_Schriftliche Anweisung_
Schreib die Abschrift des Videos zur Ausstellung über zeitgenössische Druckgrafik im Anschluss an ihren letzten Satz weiter.

_Ausgelesener Text_

DRUCK _ SACHE
Tendenzen zeitgenössischer Druckgrafik
Dokumentation zur Ausstellung in der Galerie Pankow
vom 18. April bis 10. Juni 2018
9:06 Minuten / HD
Transkription des Videos
Also wenn man malt oder zeichnet,
ist das der Prozess, den man im Atelier alleine macht
und sobald man vielleicht in die Druckgrafik geht,
verlässt man ja sein Atelier und geht
in einen anderen Raum und die Anonymität
ist vorbei und dann wird das sozusagen ein Miteinander oft.
Und als ich anfing mit der Lithografie, dieser dicke Stein,
wo der sich bemühen muss, das zu schleifen.
Der schleift dann den großen Stein.
Und jetzt soll man auf diesen großen,
dicken Stein etwas Freies draufmachen.
Er wird abgespült und dann wird der Stein getrocknet
und dann kann er reingetragen werden und bezeichnet werden.
Lothar Böhme: Aber ich mache es gerne wegen eben dem
schönen Haus wir unterhalten uns über die heutigen Dinge.
Dann kommt man hin und dann ist da eine wunderbare Atmosphäre.
Und dann guckt man auf den Stein drauf und dann fängt man an.
Und je länger man das macht, wir machen das ja fast schon jahrelang,
verliert man die Scheu, das zu machen.
Steffen Tschesno: Und das ist auch für mich das Interessante zu sehen,
dass zwei Maler, wie unterschiedlich sie sozusagen
mit dem Medium Grafik umgehen. Der eine als zeichnerisches Medium
und der andere sieht es als malerisches Medium.
Und das geht in beiden Techniken. Und in anderen natürlich auch noch.
Auch im Holzschnitt kann man natürlich malerisch
arbeiten oder zeichnerisch arbeiten.
Und das finde ich oft sehr, sehr interessant.
Und über den Prozess, den Lothar
beschrieben hat und auch den Said beschrieben hat,
also dass das man sieht, dass also Said in seinen Arbeiten,
wo er Maler ist, also auch in der Druckgrafik,
egal ob in der Radierung oder auch in der Lithografie,
immer einen malerischen Ansatz hat in seinen Arbeiten
und bei Lothar und Anna ist es,
also vor allem bei der Radierung sieht man das,
eigentlich doch, dass sie auch in der Art arbeiten
wie sie auch zeichnen.
Annette Tietz: Das ist die Suche wieder nach dem Auratischen des Kunstwerk
und der Einmaligkeit des Bildes; das steckt dahinter.

_Bereitgestellte Daten_
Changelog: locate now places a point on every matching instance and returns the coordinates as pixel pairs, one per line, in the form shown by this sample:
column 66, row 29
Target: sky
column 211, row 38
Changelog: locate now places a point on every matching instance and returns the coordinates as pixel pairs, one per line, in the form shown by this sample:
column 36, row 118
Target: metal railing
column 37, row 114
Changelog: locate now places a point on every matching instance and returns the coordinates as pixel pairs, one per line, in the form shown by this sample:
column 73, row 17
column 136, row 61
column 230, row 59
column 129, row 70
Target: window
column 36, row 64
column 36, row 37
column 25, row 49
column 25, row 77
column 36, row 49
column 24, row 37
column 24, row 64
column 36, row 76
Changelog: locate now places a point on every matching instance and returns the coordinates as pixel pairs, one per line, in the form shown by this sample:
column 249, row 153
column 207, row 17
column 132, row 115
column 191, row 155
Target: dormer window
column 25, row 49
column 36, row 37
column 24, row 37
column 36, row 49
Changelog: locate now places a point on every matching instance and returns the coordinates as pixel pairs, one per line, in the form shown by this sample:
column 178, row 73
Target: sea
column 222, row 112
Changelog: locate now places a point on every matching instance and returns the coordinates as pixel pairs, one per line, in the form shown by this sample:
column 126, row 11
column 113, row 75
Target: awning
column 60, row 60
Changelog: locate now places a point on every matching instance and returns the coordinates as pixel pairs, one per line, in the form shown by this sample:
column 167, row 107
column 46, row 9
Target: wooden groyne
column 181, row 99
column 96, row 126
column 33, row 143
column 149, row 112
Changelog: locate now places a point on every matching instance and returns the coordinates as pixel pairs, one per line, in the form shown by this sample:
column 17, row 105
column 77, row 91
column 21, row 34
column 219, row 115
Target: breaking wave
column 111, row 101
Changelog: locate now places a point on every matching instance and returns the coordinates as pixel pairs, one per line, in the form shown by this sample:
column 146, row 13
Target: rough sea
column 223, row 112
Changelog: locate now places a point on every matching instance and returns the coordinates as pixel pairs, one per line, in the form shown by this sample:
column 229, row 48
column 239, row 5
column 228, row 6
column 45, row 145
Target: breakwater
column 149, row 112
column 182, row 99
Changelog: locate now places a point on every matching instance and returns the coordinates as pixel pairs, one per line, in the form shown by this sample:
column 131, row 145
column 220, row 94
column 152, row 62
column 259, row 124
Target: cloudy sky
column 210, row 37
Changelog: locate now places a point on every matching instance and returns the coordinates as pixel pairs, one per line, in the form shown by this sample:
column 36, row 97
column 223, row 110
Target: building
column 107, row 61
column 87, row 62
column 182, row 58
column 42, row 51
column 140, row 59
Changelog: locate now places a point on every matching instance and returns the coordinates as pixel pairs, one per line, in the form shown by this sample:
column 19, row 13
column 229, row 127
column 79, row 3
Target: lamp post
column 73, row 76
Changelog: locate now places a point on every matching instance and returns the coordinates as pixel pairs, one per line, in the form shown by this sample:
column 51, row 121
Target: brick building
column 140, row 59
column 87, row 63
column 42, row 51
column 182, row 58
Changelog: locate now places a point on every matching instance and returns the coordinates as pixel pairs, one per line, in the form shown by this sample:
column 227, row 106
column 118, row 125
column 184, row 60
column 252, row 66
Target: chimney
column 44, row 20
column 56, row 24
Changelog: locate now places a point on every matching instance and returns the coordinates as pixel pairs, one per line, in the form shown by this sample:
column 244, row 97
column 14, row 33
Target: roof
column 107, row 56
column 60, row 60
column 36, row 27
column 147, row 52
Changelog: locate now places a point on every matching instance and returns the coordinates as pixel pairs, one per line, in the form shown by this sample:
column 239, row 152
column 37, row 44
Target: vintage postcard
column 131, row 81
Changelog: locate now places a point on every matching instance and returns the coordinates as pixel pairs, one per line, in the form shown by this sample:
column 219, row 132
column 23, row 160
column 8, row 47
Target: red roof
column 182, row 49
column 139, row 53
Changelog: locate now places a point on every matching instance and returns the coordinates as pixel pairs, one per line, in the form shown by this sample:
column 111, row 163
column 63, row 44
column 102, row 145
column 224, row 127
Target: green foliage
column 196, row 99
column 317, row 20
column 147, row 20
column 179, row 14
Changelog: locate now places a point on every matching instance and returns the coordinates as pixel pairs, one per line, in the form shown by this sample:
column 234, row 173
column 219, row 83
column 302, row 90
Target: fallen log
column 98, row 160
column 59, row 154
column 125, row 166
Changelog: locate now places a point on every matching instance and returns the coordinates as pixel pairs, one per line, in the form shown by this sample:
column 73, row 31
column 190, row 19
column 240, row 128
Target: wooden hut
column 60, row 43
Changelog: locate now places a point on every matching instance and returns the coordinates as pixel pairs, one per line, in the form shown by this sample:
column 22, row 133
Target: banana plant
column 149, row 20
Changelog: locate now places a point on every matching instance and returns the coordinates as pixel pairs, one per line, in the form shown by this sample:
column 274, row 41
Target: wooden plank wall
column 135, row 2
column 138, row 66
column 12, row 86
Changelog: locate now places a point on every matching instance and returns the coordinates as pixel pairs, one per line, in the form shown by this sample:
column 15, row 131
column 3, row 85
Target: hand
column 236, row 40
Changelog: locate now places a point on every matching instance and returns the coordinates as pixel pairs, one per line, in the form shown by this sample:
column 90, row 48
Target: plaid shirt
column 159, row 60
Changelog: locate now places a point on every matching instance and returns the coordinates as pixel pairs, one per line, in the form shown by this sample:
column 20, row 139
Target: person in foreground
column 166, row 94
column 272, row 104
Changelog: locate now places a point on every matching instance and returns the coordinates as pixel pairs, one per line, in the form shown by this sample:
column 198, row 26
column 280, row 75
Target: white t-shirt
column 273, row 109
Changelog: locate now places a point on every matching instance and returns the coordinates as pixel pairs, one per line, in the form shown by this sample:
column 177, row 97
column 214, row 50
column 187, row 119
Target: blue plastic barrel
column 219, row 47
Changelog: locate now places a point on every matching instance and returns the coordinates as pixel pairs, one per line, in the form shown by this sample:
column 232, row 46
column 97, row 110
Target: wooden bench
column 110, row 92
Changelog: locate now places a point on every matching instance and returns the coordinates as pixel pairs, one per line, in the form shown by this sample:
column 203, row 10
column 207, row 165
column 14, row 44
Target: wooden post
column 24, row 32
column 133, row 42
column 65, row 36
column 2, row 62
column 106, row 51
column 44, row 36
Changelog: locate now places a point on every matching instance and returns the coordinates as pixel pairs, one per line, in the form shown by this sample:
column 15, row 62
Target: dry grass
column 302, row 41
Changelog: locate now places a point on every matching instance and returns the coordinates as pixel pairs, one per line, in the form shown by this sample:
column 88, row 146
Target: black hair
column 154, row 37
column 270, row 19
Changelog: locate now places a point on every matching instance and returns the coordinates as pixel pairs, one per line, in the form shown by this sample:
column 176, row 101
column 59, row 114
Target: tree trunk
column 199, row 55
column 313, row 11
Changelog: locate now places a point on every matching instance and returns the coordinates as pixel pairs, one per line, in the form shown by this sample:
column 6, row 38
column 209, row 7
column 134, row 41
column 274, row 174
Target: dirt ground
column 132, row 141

_Ergebnis der Aufgabe_
Und das kann man durchaus also erzeugen,
in dem man sich mit dem Blatt Papier, der Druckplatte,
dem Stein auseinandersetzt. Die Möglichkeit
oder die Beschränkung des Materials annimmt
und innerhalb, also dieser Beschränkung, aber
auch wieder zur eigenen Formulierung findet.
Das war eigentlich die Überraschung zu sehen,
dass es so viele junge Künstler an
unterschiedlichen Hochschulen gab,
die sich der Technik wieder zugewandt haben.
Das war für mich erstens, interessant zu sehen und
zweitens, auch mal wichtig, einen Einblick in die
zeitgenössische Druckgrafik zu geben, weil es an
anderer Stelle so bislang nicht stattgefunden hat.
Anna Slobodnik: Die Druckgrafik macht so ganz andere Dinge
mit einem Bild während ich male.
Da das ein langsamer Werdeprozess ist, kann man eine
Druckgrafik natürlich auch sehr oft überarbeiten,
aber man druckt erst einmal
und man hat ein Produkt und dann kann man sich entscheiden,
möchte man weiter arbeiten.
Man hat immer dieses “fertig”, das ist ganz faszinierend.
Annette Tietz: Es ist sicherlich auch eine Rückbesinnung auf
eine Form von Kunst, die auch etwas mit Handwerk zu tun hat.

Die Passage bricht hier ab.